Dataset excerpts:

# # #

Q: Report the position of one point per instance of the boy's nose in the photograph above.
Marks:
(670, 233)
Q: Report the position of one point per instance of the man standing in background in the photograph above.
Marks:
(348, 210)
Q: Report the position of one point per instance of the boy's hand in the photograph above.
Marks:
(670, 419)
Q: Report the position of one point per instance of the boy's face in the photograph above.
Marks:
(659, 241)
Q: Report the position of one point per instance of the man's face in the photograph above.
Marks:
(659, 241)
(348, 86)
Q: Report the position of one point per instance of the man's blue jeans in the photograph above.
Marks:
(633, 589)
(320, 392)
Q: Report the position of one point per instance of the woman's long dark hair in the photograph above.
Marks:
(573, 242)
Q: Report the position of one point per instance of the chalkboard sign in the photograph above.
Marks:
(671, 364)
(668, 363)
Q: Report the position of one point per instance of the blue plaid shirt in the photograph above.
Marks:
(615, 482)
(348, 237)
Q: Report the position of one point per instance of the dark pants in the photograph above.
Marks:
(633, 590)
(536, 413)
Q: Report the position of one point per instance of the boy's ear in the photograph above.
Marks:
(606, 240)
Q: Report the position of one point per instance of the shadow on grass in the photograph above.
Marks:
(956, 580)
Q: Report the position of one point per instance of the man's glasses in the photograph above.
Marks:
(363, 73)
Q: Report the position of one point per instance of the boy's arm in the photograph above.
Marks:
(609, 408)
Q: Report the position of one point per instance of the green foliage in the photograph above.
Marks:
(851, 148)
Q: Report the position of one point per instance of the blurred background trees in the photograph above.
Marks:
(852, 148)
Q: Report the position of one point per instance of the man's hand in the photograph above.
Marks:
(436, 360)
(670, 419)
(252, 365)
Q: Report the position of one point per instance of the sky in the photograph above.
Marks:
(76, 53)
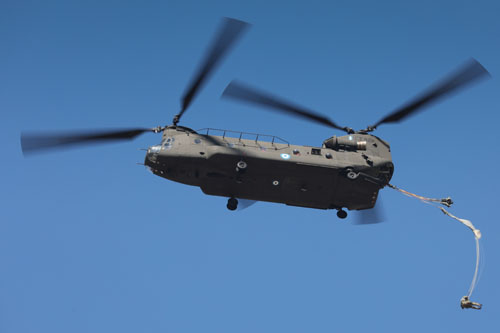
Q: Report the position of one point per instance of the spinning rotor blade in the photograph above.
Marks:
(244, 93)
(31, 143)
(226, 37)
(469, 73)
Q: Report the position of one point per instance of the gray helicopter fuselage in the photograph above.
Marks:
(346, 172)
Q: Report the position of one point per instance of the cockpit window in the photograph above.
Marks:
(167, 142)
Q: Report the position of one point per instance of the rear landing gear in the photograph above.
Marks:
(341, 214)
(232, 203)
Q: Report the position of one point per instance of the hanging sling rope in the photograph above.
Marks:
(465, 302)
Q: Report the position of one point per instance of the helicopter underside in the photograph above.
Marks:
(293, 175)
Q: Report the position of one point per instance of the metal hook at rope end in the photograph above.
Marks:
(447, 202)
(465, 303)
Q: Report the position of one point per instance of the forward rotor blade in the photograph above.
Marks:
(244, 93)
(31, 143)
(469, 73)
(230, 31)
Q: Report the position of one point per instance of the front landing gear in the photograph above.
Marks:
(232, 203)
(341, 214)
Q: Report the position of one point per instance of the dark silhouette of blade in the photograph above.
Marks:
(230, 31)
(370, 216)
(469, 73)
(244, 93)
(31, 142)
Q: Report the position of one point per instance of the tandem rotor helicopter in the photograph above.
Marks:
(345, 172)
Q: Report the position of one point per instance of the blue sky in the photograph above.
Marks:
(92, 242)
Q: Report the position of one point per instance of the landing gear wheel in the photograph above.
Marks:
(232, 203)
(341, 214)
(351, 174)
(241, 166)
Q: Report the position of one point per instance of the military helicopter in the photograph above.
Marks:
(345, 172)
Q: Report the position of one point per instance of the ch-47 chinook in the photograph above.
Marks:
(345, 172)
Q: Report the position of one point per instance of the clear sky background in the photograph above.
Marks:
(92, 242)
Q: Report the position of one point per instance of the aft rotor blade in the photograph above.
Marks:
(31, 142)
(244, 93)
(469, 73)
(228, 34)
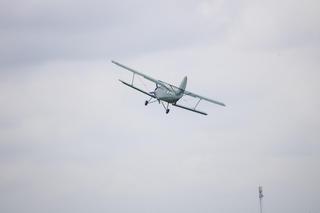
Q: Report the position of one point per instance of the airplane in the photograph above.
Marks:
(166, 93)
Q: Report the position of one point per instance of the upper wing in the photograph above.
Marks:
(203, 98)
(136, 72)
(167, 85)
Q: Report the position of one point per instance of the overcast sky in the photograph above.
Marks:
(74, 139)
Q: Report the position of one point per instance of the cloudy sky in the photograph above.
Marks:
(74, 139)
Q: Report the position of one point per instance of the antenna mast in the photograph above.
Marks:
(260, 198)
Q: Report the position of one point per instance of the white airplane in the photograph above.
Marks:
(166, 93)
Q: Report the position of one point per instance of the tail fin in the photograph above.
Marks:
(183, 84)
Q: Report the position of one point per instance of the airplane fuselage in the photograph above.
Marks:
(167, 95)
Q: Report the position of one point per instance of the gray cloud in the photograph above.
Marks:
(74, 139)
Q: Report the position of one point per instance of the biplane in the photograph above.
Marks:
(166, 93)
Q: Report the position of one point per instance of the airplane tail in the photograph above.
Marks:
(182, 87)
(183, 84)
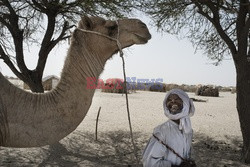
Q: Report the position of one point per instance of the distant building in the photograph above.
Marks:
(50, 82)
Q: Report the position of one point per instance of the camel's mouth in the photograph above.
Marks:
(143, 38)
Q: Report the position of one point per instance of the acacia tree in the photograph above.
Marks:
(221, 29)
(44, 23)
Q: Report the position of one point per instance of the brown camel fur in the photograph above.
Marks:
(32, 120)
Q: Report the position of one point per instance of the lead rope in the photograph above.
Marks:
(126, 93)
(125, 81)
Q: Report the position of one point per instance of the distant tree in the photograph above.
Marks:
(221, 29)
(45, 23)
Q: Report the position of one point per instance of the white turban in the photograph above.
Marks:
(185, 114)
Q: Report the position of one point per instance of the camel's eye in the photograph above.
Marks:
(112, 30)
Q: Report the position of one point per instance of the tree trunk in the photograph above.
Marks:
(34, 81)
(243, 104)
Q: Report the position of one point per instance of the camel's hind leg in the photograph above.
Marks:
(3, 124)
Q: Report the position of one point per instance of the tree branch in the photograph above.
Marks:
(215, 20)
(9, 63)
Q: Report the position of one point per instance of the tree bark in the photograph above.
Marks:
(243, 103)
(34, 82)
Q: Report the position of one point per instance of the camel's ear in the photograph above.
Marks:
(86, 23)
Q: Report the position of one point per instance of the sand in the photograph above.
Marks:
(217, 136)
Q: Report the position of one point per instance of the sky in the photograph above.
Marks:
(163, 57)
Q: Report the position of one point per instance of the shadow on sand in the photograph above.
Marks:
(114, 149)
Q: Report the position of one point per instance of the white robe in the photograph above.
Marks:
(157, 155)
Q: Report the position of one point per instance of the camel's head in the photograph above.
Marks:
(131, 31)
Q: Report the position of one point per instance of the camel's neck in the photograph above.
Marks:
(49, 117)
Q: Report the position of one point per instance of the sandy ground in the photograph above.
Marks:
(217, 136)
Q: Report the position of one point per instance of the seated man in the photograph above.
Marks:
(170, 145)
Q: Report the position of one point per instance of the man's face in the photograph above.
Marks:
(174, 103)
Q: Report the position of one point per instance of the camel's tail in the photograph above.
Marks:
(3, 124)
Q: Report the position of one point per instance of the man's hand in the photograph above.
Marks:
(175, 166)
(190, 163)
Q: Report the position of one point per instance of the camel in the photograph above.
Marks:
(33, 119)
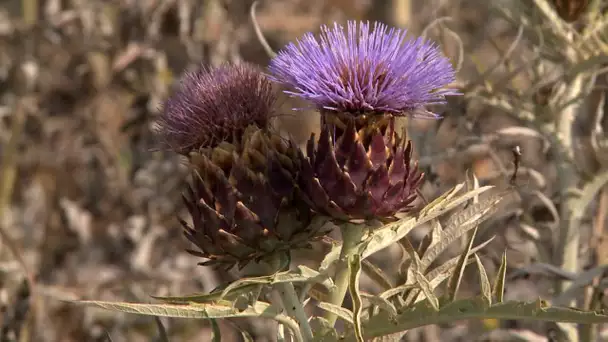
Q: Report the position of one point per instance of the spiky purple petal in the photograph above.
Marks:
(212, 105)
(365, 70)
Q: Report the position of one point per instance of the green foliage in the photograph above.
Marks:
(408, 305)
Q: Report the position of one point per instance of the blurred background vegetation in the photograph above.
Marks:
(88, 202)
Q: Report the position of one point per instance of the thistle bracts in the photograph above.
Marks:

# # #

An exact, picture-free copy of the entries is required.

*EXERCISE RESULT*
Q: Report the position of one point per instance of the boy's nose in the photograph above.
Marks:
(670, 233)
Q: Report the position of one point per instance of the man standing in background in the photograph above.
Marks:
(348, 210)
Q: Report the position of one point per instance of the boy's hand in the photograph above.
Marks:
(670, 419)
Q: Report the position of one point per instance of the boy's face in the photograph above.
Marks:
(659, 241)
Q: Report the position of one point per instance of the man's face in the photograph above.
Marks:
(659, 241)
(348, 86)
Q: Report the position of one point per instance of the man's blue jeans in the photograph above.
Marks:
(633, 589)
(320, 392)
Q: Report the position of one point per instance of the woman's long dark hair in the photograph above.
Marks:
(573, 242)
Q: Report the position of one point per instance of the chalkboard sign in the photograph above.
Marks:
(671, 364)
(668, 363)
Q: Report the position of one point per instance of the blue plaid shirt in the photograph above.
Marks:
(615, 482)
(348, 237)
Q: Report the position of one point per instance of the dark pants in the photograph above.
Marks:
(633, 590)
(536, 413)
Q: Report the position of one point per instance of the boy's ear in the photograph above.
Marks:
(606, 240)
Q: Report the position of one point per instance of the shadow on grass in the photograph above.
Marks:
(956, 580)
Q: Report the position of one point per instance of the man's glasses in the photograph above.
Marks:
(363, 73)
Q: Report the position of one point per instance of the boy's arm in the photograph above.
Marks:
(609, 408)
Q: Report the position of one point per instance of the green foliage in the photograph above.
Marks:
(851, 148)
Q: Report the position of one point per instance of the blurred background trees in the photograph above.
Marks:
(852, 148)
Q: Report the position of one point per instance of the man's hand in the photograph above.
Marks:
(436, 360)
(670, 419)
(252, 365)
Q: Report the position of one point per instance of the sky in the photograph above.
Marks:
(76, 53)
Q: Report the position of one point per instance of the spinning rotor blade in the photograph above.
Marks:
(244, 93)
(31, 143)
(226, 37)
(469, 73)
Q: Report the position of one point per instance of the gray helicopter fuselage in the photograph above.
Marks:
(346, 172)
Q: Report the position of one point per instance of the cockpit window in the photograph above.
Marks:
(167, 142)
Q: Report the position of one point per instance of the rear landing gear in the photograph above.
Marks:
(341, 214)
(232, 203)
Q: Report the position of one point per instance of the hanging sling rope in the photograph above.
Marks:
(465, 302)
Q: Report the position of one point per instance of the helicopter underside in the photograph above.
Marks:
(293, 175)
Q: Report the position of one point per instance of the metal hook at rope end in the photograph above.
Marks:
(447, 202)
(465, 303)
Q: Report the position of one point per instance of the forward rotor blade in the photograph above.
Marks:
(244, 93)
(31, 143)
(469, 73)
(230, 31)
Q: Report the position of one point per instance of the front landing gear in the photograph above.
Marks:
(232, 203)
(341, 214)
Q: Report the position of one point per instance of the dark silhouette of blade in the photograph above.
Marks:
(230, 31)
(370, 216)
(469, 73)
(244, 93)
(31, 142)
Q: Report the position of one point per instance of the tandem rotor helicopter in the photograph above.
Marks:
(345, 172)
Q: Report the position of one point per instance of the blue sky in the photograph above.
Marks:
(92, 242)
Q: Report the position of one point per instance of the landing gear wheel in the photograph above.
Marks:
(232, 203)
(341, 214)
(351, 174)
(241, 166)
Q: Report the position of one point per instance of the military helicopter in the photograph above.
Marks:
(345, 172)
Q: Report the position of one point per instance of the ch-47 chinook in the photograph above.
Marks:
(345, 172)
Q: Report the position of one point per instance of the clear sky background in the photograph above.
Marks:
(92, 242)
Q: Report the position of one point per instance of the aft rotor blade in the photograph above.
Marks:
(31, 142)
(244, 93)
(469, 73)
(228, 34)
Q: Report the position of one point per instance of the airplane in the photograph above.
Marks:
(166, 93)
Q: Report the position of one point per instance of the upper wing in the photograph above.
Marks:
(203, 98)
(136, 72)
(167, 85)
Q: Report the position of one point per instance of the overcast sky in the photograph above.
Marks:
(74, 139)
Q: Report the position of one point per instance of the cloudy sky in the photograph above.
Marks:
(74, 139)
Q: Report the position of one point per instance of the antenna mast in the photograph above.
Marks:
(260, 198)
Q: Report the position of one point per instance of the white airplane in the photograph above.
Marks:
(166, 93)
Q: Report the position of one point per instance of the tail fin in the photograph above.
Marks:
(183, 84)
Q: Report the position of one point per instance of the airplane fuselage in the photograph above.
Marks:
(167, 95)
Q: Report the position of one point per instance of the gray cloud in the photograph above.
Marks:
(74, 139)
Q: Report the position of one point per instance of the biplane in the photograph above.
Marks:
(166, 93)
Q: Report the position of one point per instance of the airplane tail in the photograph above.
Marks:
(182, 87)
(183, 84)
Q: Report the position of one point per instance of the distant building in the photograph above.
Marks:
(50, 82)
Q: Report the position of one point per instance of the camel's mouth in the photograph above.
Marks:
(143, 38)
Q: Report the position of one point per instance of the acacia tree in the photograph above.
Marks:
(221, 29)
(44, 23)
Q: Report the position of one point per instance of the brown camel fur in the photograph above.
Marks:
(32, 120)
Q: Report the position of one point per instance of the lead rope in the photograph above.
Marks:
(126, 93)
(125, 81)
Q: Report the position of one point per instance of the distant tree in the photograph above.
Marks:
(221, 29)
(45, 23)
Q: Report the position of one point per instance of the white turban in the photograph above.
Marks:
(185, 114)
Q: Report the position of one point per instance of the camel's eye in the photograph above.
Marks:
(112, 30)
Q: Report the position of one point per instance of the tree trunk in the photograph above.
Marks:
(34, 81)
(243, 104)
Q: Report the position of one point per instance of the camel's hind leg in the photograph above.
Marks:
(3, 124)
Q: Report the position of one point per instance of the tree branch in the photograph above.
Marks:
(215, 20)
(9, 63)
Q: Report the position of one point per instance of the tree bark in the photograph above.
Marks:
(243, 103)
(34, 82)
Q: Report the position of one point per instance of the camel's ear in the photograph above.
Marks:
(86, 23)
Q: Report the position of one point per instance of the sand in the photograph above.
Marks:
(217, 136)
Q: Report the position of one point per instance of the sky in the photograph above.
Marks:
(163, 57)
Q: Report the position of one point per instance of the shadow on sand in the photograph above.
Marks:
(114, 149)
Q: Report the position of one point per instance of the white robe in the photograph above.
Marks:
(157, 155)
Q: Report the position of one point per instance of the camel's head in the photograph above.
Marks:
(131, 31)
Q: Report the position of one point per instance of the camel's neck in the photograph above.
Marks:
(49, 117)
Q: Report the position of one point per instance of the sandy ground in the photograph above.
Marks:
(217, 136)
Q: Report the position of one point per instance of the seated man in the photograph above.
Marks:
(170, 145)
Q: Report the position of one point per instance of the man's face in the photograph above.
Marks:
(174, 103)
Q: Report the position of one point per instance of the camel's tail in the photograph above.
Marks:
(3, 124)
Q: Report the position of one point per instance of the man's hand in the photograph above.
Marks:
(175, 166)
(190, 163)
Q: Report the position of one point per instance of the camel in the photograph above.
Marks:
(33, 119)
Q: Report the position of one point per instance of the spiky purple petal in the photograph above.
Marks:
(212, 105)
(365, 70)
Q: Report the position of one point per instance of the green foliage in the photograph above.
Marks:
(408, 305)
Q: Report the position of one point per instance of the blurred background vegetation in the photograph above.
Marks:
(88, 202)
Q: Report the position of one point per instance of the thistle bracts in the photograph above.
Marks:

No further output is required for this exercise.